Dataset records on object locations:
- - -
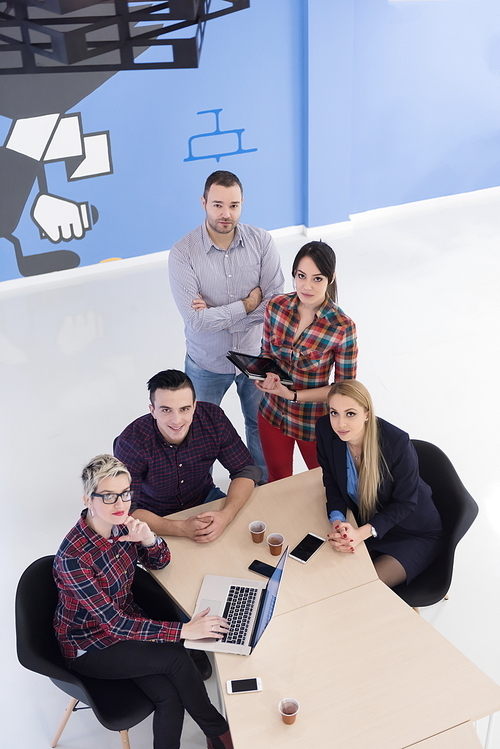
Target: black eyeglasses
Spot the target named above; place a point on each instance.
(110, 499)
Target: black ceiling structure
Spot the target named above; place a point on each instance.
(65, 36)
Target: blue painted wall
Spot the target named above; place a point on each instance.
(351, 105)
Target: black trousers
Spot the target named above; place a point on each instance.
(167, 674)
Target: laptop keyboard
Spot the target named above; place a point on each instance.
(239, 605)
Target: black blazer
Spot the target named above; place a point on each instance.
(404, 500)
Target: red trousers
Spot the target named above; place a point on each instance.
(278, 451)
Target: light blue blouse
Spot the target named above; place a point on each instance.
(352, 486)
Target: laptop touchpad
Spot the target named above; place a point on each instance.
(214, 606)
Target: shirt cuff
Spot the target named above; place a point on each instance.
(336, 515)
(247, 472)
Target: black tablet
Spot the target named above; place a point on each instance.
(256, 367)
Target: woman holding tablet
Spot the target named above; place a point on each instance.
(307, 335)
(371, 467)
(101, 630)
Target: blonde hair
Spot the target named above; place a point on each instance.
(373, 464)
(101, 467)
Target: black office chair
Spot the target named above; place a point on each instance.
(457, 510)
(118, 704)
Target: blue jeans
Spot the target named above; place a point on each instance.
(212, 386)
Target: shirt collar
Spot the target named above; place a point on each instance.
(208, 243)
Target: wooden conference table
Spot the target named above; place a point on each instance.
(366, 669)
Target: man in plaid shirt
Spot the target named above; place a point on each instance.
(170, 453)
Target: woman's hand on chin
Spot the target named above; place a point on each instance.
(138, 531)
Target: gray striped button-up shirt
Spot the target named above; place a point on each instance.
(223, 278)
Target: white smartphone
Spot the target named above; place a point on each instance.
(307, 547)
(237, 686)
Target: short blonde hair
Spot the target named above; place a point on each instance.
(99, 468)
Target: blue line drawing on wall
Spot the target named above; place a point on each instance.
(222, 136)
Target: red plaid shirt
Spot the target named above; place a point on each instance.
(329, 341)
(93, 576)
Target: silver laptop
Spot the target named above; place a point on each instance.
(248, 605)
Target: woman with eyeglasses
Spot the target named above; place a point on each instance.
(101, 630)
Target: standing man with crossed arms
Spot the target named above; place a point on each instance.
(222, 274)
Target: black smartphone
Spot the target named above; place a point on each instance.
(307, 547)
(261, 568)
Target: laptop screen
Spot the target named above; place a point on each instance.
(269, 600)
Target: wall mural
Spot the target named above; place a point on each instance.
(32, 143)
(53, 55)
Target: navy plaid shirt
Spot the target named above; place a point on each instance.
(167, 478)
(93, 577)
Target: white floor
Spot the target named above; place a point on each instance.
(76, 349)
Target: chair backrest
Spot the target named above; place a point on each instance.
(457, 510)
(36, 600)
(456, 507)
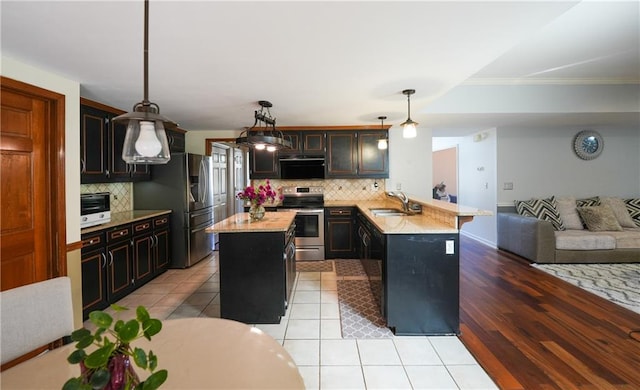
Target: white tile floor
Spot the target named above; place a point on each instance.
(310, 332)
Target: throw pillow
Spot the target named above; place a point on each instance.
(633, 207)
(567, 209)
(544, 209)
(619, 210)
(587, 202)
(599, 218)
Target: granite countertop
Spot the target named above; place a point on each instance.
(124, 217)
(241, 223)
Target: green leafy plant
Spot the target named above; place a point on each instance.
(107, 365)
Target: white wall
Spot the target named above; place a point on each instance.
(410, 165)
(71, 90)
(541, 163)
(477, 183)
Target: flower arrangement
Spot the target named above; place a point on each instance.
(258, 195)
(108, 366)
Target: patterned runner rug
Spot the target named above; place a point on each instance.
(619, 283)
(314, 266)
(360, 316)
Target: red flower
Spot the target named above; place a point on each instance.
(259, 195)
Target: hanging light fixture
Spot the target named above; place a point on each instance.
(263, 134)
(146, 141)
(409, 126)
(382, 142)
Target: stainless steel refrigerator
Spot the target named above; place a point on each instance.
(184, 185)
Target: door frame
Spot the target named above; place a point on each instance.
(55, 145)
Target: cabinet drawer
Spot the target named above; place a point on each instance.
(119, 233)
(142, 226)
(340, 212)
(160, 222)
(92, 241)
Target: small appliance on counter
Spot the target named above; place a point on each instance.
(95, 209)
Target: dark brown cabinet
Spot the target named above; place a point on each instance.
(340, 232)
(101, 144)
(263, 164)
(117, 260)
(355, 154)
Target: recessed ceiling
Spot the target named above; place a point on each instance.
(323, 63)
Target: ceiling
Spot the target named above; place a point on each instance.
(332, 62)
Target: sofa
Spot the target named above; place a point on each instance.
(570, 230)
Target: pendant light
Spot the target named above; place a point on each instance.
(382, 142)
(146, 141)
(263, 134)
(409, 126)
- - -
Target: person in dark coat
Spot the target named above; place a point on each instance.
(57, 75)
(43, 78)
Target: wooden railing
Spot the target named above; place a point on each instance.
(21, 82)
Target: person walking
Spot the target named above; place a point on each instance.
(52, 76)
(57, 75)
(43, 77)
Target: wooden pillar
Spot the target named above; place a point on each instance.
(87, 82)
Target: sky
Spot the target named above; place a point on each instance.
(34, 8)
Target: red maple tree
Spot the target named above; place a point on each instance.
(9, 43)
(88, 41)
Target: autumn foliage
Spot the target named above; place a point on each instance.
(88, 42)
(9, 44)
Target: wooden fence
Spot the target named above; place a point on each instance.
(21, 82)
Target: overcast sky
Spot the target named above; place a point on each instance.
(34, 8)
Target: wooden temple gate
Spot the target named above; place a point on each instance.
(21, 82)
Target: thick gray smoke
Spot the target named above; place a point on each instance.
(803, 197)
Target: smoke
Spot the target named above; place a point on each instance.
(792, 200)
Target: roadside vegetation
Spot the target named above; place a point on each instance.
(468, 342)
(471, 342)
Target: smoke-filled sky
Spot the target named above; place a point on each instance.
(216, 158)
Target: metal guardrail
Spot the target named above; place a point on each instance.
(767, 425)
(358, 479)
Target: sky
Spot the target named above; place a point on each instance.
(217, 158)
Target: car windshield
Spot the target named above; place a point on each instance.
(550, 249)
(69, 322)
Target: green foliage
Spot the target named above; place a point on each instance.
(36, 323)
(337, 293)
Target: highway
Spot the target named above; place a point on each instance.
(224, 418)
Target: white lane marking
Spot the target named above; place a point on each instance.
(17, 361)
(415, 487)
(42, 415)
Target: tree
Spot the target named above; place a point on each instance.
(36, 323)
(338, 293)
- - -
Identify each line above that contains the string "wooden" and copy those lines. Matching is case-sensitive.

Target: wooden conference table
Target: wooden railing
Target: wooden pillar
Target: wooden fence
Target: wooden temple gate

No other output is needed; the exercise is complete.